» Requirement
Pull out every line of the data below that contains the string "riverbank", and list those lines in the order they occur.

Extracted data entries
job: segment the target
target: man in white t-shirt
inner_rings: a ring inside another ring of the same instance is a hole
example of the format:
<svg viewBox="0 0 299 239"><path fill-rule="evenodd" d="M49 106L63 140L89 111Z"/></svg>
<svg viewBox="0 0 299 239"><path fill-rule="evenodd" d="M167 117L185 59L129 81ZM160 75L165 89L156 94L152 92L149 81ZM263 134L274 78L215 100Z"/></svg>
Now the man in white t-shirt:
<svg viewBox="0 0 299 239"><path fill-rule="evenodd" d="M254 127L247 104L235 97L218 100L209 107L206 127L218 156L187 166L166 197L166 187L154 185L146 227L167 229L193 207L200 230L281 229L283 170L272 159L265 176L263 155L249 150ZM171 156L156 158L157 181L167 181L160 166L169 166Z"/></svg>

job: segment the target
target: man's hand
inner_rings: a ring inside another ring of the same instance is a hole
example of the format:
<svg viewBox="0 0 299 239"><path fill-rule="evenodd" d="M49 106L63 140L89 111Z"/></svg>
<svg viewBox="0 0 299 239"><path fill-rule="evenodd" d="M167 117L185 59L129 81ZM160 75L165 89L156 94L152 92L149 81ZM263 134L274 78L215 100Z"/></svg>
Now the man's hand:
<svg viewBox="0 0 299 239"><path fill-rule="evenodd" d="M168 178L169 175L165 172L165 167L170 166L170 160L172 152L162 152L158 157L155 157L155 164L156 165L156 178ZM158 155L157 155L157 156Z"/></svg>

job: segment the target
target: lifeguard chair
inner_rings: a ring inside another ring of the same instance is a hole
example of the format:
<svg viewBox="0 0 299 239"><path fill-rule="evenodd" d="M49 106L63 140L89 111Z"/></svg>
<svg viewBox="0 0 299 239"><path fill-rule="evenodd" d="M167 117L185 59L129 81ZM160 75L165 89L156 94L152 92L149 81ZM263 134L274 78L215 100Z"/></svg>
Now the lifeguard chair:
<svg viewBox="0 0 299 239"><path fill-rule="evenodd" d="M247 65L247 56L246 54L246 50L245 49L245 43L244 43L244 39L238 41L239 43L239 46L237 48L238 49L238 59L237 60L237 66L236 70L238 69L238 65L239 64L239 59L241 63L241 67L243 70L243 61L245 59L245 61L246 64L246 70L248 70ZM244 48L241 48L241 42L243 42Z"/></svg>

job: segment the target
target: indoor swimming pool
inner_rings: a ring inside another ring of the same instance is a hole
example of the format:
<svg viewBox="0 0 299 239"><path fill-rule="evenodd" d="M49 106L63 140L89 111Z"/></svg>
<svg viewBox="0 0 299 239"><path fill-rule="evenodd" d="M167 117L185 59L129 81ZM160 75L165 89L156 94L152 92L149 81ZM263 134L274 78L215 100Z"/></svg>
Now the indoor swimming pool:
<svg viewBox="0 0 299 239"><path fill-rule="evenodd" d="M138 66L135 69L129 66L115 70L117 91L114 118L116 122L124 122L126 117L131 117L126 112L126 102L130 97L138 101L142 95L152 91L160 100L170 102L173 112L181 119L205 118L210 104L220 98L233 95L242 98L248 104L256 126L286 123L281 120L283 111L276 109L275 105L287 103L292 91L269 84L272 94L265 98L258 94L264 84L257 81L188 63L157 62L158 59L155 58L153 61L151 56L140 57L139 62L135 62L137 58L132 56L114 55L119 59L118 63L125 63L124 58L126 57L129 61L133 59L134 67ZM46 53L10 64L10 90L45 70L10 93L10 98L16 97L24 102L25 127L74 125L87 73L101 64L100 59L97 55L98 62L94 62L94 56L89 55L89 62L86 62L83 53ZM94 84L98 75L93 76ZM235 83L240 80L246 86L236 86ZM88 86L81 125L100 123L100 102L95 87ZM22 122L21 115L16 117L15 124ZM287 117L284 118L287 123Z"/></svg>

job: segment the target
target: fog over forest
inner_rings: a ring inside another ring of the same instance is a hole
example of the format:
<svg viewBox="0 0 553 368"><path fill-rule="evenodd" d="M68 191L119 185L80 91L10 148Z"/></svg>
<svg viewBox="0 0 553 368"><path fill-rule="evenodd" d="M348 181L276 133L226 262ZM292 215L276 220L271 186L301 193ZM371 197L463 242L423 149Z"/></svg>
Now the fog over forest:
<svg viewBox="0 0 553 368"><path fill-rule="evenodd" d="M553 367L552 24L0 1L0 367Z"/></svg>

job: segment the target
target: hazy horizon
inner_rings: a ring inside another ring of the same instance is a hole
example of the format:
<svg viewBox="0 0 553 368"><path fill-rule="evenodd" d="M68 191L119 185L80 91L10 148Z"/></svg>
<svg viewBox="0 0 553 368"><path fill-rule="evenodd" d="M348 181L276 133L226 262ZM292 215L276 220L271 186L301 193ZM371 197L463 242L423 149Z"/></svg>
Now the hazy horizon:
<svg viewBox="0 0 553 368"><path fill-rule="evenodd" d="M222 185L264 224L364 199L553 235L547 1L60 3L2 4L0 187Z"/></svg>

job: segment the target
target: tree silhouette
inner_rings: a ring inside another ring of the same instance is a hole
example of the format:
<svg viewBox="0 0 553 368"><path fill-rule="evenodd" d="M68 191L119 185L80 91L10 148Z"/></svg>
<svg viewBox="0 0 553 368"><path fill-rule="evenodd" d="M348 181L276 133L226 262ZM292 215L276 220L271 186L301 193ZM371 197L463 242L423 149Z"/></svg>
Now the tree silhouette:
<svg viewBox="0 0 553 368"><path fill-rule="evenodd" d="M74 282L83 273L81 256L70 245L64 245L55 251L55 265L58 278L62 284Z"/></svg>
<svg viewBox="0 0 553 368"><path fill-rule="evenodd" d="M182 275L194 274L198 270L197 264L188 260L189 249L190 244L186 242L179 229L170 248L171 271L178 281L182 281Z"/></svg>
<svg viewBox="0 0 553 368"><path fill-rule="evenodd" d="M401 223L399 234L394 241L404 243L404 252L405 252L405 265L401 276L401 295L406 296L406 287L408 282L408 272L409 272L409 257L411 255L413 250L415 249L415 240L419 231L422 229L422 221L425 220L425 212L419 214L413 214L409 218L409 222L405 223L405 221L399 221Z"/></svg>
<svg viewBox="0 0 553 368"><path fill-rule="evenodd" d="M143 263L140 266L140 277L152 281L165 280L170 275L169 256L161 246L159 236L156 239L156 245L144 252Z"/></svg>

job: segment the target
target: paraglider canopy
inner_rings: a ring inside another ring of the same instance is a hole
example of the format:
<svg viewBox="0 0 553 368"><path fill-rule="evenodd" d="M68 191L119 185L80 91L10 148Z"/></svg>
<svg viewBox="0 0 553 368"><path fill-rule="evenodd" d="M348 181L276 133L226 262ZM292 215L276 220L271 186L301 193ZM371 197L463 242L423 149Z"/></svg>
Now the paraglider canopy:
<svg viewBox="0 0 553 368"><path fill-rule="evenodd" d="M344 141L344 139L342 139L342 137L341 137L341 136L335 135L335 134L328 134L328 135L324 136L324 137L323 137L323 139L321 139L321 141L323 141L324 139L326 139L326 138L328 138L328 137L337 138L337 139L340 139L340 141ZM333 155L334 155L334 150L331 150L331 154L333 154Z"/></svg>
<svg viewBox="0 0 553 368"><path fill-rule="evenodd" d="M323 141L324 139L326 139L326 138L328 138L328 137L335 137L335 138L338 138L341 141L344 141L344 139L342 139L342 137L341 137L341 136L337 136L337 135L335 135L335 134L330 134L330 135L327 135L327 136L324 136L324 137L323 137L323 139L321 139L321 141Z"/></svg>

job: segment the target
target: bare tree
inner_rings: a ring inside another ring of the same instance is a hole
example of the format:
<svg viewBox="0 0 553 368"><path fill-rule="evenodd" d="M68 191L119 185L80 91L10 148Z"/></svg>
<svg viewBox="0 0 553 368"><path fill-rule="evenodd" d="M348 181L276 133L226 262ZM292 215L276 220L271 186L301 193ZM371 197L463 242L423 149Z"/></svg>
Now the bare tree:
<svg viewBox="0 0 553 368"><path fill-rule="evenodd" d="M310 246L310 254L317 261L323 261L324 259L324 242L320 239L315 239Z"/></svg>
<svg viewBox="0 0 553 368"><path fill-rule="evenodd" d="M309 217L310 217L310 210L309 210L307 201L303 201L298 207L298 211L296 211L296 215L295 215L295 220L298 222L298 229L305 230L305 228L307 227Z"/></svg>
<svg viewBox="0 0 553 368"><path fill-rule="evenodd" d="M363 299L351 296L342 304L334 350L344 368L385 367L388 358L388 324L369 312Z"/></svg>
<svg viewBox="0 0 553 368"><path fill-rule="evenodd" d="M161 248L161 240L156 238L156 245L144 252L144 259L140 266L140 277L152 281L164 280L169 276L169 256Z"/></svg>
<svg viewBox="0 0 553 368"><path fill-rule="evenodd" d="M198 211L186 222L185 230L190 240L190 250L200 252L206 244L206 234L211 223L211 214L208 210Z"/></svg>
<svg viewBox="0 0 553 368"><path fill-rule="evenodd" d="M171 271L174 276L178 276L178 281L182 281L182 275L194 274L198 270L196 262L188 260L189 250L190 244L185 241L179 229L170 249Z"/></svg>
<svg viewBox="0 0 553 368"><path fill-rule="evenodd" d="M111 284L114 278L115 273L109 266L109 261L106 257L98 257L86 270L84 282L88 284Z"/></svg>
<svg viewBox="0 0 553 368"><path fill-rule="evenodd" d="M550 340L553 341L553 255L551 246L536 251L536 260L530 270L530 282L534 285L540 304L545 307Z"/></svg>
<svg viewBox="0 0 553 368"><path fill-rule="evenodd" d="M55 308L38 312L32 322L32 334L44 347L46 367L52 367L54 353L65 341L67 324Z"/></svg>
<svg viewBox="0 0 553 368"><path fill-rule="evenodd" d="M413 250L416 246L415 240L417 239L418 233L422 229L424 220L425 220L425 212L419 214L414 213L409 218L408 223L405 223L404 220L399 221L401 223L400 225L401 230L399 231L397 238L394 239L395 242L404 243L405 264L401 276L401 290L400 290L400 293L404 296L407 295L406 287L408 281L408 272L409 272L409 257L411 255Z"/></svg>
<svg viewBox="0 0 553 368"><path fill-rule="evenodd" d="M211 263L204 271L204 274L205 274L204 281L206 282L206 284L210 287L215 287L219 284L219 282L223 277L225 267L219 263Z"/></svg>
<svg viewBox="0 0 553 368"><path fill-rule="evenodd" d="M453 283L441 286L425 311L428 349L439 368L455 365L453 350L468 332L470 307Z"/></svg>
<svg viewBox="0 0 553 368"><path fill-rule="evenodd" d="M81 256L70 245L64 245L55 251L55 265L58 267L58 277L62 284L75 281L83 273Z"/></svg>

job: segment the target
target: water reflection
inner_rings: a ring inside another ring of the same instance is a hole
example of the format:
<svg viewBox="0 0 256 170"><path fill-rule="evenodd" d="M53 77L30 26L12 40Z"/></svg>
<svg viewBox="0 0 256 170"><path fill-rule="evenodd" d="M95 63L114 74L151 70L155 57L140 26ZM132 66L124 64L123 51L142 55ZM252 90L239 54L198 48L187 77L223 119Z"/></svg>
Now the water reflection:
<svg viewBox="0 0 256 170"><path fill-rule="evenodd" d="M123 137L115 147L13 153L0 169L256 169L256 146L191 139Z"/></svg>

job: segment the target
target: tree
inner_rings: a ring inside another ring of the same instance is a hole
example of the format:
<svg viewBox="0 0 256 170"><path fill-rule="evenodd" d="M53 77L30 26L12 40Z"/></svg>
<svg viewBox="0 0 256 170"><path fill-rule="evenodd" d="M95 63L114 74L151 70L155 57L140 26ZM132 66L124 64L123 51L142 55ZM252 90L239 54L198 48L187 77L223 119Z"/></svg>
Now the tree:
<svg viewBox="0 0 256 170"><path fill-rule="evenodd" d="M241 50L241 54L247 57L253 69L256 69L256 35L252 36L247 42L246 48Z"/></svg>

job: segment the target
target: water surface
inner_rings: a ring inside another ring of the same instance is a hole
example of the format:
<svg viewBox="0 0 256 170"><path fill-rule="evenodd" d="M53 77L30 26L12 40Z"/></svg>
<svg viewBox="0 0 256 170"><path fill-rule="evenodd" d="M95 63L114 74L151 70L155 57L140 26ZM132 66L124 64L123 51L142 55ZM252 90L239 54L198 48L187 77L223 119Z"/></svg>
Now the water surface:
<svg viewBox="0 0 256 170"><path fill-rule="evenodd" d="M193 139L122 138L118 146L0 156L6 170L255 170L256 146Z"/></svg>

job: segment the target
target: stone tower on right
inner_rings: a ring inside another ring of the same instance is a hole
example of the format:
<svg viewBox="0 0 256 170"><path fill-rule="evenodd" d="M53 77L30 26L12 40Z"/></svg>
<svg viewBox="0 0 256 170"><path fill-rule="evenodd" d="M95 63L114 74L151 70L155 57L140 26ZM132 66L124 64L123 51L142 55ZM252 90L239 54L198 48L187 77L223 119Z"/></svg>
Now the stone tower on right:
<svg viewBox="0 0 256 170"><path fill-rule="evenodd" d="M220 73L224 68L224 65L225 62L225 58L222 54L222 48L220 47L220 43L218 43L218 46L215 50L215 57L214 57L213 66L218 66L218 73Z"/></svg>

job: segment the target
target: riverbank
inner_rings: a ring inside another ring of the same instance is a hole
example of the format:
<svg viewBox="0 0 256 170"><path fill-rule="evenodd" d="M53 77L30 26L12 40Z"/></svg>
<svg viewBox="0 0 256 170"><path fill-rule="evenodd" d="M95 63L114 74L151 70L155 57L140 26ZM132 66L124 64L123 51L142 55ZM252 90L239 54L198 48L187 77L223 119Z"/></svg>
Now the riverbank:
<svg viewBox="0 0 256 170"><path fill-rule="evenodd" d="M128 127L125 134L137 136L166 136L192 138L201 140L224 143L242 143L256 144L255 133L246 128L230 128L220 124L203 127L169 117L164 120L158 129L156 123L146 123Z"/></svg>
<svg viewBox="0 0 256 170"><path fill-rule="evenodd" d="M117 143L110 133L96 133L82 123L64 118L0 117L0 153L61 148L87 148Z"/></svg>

» Answer to the problem
target: riverbank
Now the riverbank:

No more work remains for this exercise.